My sprees of self-improvement can lack follow-through. I forget, ignore, or even try to silence my body. This week I slept too little, worked too hard, and relied on caffeine, or analgesics to mask the ill effects. Disease and pain can slow me down. It becomes difficult to love and serve as I long to. I lose momentum.


Instead of giving up, I can gently renew my devotion to my Sacred space, attempting to listen even when the voice within is shrill with pain. I meet the Inward Teacher right here in my weakness. My body is a Mystery School, and I’m a student. 


This week I also prayed, walked, practiced Qigong (an exercise like Tai Chi), and ate good food, attending to what my body needed. Nightly, pictures danced behind my eyelids, telling me stories as I slept. I don’t know how the dreams come, or even why I enjoy Qigong so much. The more I pay attention to my body, the more I realize the unique wonders I carry.

Record extracts:
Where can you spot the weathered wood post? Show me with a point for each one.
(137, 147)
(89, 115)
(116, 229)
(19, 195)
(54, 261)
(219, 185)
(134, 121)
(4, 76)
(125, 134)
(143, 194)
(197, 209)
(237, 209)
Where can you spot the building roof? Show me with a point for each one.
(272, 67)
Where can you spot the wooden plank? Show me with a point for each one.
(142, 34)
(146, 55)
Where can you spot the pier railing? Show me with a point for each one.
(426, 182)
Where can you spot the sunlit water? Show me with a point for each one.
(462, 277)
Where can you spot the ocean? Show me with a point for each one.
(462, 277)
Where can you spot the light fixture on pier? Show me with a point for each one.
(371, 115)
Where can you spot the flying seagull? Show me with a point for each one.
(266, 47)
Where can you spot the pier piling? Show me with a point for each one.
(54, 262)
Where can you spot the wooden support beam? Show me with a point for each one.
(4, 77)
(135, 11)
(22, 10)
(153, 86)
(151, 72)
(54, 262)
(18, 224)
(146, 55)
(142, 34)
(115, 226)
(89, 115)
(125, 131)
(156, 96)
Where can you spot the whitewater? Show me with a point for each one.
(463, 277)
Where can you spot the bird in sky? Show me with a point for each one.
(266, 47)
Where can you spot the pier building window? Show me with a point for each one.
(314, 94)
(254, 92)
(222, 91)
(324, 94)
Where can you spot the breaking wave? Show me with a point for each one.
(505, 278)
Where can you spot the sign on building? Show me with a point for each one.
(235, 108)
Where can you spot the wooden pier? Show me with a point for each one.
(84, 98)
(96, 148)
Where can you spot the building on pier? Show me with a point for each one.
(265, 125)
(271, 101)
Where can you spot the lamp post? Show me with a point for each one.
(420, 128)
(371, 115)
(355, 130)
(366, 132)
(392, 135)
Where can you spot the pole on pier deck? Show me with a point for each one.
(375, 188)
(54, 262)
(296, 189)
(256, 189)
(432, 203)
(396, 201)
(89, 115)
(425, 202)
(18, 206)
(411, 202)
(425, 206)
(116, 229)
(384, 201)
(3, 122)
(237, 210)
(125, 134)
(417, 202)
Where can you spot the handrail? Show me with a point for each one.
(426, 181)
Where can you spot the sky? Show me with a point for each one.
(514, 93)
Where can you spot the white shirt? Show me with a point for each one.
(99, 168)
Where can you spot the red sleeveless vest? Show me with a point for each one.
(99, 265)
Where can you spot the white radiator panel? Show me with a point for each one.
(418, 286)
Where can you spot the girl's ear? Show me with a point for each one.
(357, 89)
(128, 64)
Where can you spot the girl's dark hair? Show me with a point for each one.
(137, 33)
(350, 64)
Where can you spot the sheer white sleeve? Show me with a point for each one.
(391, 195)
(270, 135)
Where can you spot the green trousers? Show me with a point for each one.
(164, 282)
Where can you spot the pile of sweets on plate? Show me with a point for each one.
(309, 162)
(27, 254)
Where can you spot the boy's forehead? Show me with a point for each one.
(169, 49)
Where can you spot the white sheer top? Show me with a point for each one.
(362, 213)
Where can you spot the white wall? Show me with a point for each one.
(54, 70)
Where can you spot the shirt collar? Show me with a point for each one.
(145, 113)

What to do:
1. Copy the stretch of the reflection on caring for the body from "This week I also" through "wonders I carry.", word for word.
2. Write the next part of the reflection on caring for the body, picking up after its final sentence.

Solved tasks:
1.
This week I also prayed, walked, practiced Qigong (an exercise like Tai Chi), and ate good food, attending to what my body needed. Nightly, pictures danced behind my eyelids, telling me stories as I slept. I don’t know how the dreams come, or even why I enjoy Qigong so much. The more I pay attention to my body, the more I realize the unique wonders I carry.

2.
I will die. Where will these wonders go when my body expires? Will my puny temple expand like the Milky Way, so that the ceiling is no longer the top of my head, but the far stretches of the starry cosmos? The greatest genius cannot answer my question for certain.


Even if scientists find natural causes for every bodily mystery, life will still give us wonders beyond reckoning. Great labyrinths in my brain enfold every moment I’ve lived, and every thing I’ve seen, heard, and done. Undulate parabolas of DNA enable hordes of bygone ancestors to live within my cells.  As I review these mysteries, I feel awe and respect for every body, every one a shrine. Tonight I will sleep in a temple–my body–my most sacred space.